### TASK DESCRIPTION
Rewrite all lines of the records below as a numbered list, leaving out any blank lines.

### PROVIDED DATA
=====
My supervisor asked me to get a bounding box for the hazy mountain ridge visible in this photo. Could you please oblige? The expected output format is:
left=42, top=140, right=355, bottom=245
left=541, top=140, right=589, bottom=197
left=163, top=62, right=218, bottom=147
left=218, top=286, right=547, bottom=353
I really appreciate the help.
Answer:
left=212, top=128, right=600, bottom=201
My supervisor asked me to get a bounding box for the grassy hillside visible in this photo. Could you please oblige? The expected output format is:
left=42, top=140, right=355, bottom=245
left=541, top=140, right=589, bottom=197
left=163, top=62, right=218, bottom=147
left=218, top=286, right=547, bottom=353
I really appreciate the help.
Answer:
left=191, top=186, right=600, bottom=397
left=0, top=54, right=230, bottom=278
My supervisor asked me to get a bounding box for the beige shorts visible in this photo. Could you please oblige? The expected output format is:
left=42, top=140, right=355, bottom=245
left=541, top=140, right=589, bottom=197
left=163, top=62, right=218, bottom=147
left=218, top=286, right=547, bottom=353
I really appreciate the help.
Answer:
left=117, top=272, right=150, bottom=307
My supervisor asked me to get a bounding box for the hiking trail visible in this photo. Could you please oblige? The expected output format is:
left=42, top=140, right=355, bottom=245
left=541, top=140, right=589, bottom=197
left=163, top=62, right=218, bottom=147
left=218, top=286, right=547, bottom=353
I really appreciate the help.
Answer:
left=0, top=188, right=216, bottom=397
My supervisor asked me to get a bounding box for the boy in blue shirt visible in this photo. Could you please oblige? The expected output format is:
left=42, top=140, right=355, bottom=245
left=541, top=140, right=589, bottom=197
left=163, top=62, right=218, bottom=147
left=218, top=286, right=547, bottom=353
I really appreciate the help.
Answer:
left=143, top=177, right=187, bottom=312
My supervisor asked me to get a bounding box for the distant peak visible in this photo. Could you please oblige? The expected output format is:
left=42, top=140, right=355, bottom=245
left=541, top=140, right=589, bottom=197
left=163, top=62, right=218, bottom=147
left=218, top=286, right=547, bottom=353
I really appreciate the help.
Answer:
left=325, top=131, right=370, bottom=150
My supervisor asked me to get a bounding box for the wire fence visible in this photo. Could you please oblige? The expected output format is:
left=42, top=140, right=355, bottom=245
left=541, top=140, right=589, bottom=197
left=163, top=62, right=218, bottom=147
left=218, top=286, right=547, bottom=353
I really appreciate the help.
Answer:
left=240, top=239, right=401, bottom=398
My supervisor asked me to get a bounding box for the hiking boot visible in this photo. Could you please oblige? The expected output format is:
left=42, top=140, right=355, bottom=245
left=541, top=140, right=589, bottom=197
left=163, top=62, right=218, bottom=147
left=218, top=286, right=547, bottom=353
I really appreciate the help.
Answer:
=====
### ANSWER IN FULL
1. My supervisor asked me to get a bounding box for the hazy mountain ridge visible in this photo. Could you please oblige? The expected output format is:
2. left=42, top=140, right=355, bottom=245
3. left=541, top=140, right=589, bottom=197
4. left=163, top=62, right=218, bottom=147
5. left=218, top=286, right=547, bottom=353
6. I really appreciate the help.
7. Answer:
8. left=212, top=128, right=600, bottom=201
9. My supervisor asked me to get a bounding box for the grassy hillside visible in this photo. Could you please oblige? The expected output format is:
10. left=42, top=140, right=355, bottom=245
11. left=541, top=140, right=589, bottom=197
12. left=163, top=62, right=218, bottom=147
13. left=218, top=286, right=547, bottom=353
14. I really appreciate the help.
15. Answer:
16. left=191, top=186, right=600, bottom=397
17. left=0, top=54, right=230, bottom=278
18. My supervisor asked me to get a bounding box for the beige shorts visible in this photo. Could you please oblige? The expected output format is:
19. left=42, top=140, right=355, bottom=245
20. left=541, top=140, right=589, bottom=197
21. left=163, top=62, right=218, bottom=147
22. left=218, top=286, right=547, bottom=353
23. I really appreciate the help.
24. Answer:
25. left=117, top=272, right=150, bottom=307
26. My supervisor asked me to get a bounding box for the hiking trail visible in this photo. Could you please oblige? The expected output format is:
27. left=42, top=140, right=355, bottom=245
28. left=541, top=140, right=589, bottom=197
29. left=163, top=62, right=218, bottom=147
30. left=218, top=286, right=547, bottom=353
31. I really appreciate the help.
32. Answer:
33. left=0, top=188, right=216, bottom=397
34. My supervisor asked me to get a bounding box for the boy in blue shirt visible in this photo. Could you please oblige? The expected output format is:
35. left=42, top=140, right=355, bottom=245
36. left=541, top=140, right=589, bottom=197
37. left=163, top=62, right=218, bottom=147
38. left=218, top=286, right=547, bottom=353
39. I really appreciate the help.
40. Answer:
41. left=143, top=177, right=187, bottom=312
42. My supervisor asked me to get a bounding box for the distant peak visible in this photo. Could you please oblige? The expected output format is:
43. left=42, top=140, right=355, bottom=245
44. left=541, top=140, right=589, bottom=197
45. left=163, top=62, right=218, bottom=147
46. left=218, top=286, right=547, bottom=353
47. I really appreciate the help.
48. Answer:
49. left=325, top=131, right=370, bottom=150
50. My supervisor asked me to get a bounding box for the wire fence visible in this photo. Could you please oblige? The expected output format is:
51. left=42, top=140, right=355, bottom=245
52. left=541, top=140, right=589, bottom=197
53. left=163, top=62, right=218, bottom=147
54. left=218, top=286, right=547, bottom=353
55. I really appreciate the help.
56. Answer:
57. left=240, top=239, right=401, bottom=398
58. My supervisor asked me to get a bounding box for the hiking boot visible in this photo. Could you please oblige? The expected output format is:
59. left=42, top=140, right=355, bottom=245
60. left=541, top=140, right=589, bottom=197
61. left=163, top=62, right=218, bottom=147
62. left=218, top=286, right=547, bottom=353
63. I really appreciate the help.
64. Answer:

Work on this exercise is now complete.